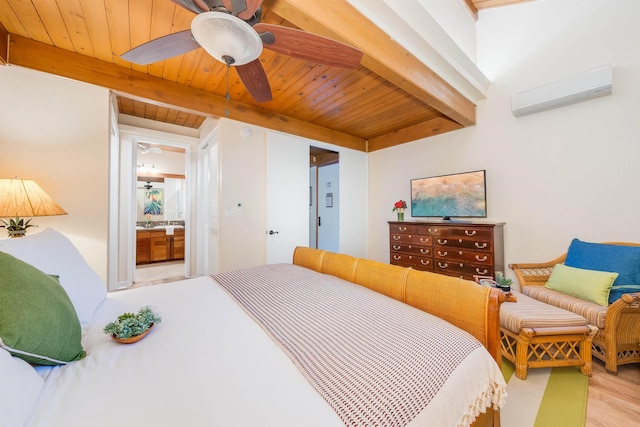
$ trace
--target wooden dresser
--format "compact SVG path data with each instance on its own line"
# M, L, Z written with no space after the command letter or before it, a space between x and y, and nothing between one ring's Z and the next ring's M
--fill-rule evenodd
M504 273L504 223L389 222L391 264L473 280Z

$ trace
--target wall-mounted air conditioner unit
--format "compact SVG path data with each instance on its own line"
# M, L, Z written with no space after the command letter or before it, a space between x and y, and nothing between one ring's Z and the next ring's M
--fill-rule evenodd
M548 85L511 97L511 111L516 117L562 107L600 96L611 95L613 70L603 65Z

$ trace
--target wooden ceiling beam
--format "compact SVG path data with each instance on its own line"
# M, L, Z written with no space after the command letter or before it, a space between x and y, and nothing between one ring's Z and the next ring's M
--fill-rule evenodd
M488 9L490 7L510 6L518 3L526 3L528 1L533 0L473 0L473 5L477 10L480 10Z
M469 9L469 12L471 12L471 16L473 16L473 19L475 21L478 20L478 8L476 7L475 3L473 0L464 0L464 4L467 6L467 9Z
M371 138L367 144L367 152L382 150L383 148L393 147L394 145L400 145L405 142L428 138L458 129L462 129L460 124L446 117L437 117L427 120L426 122L418 123L417 125Z
M297 27L343 41L364 52L361 64L462 126L476 121L475 105L346 0L265 0Z
M0 65L9 63L9 32L0 22Z
M91 83L118 93L170 105L210 117L223 117L268 129L366 151L362 138L318 126L249 104L229 101L210 92L169 82L86 55L70 52L15 34L9 35L9 63Z

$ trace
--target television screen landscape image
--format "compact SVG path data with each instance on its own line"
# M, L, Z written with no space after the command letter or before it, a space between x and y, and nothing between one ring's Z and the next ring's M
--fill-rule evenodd
M486 218L485 171L412 179L411 216Z

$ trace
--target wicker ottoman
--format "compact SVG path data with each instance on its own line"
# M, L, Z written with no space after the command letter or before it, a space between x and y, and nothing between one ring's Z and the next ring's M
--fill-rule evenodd
M529 368L578 366L591 375L591 343L597 329L570 311L512 292L515 303L500 306L502 356L527 378Z

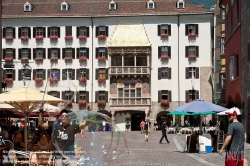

══════════

== WHAT IS BEING ASKED ==
List the lines of the records where "wooden" occurs.

== OUTPUT ==
--target wooden dresser
--target wooden ceiling beam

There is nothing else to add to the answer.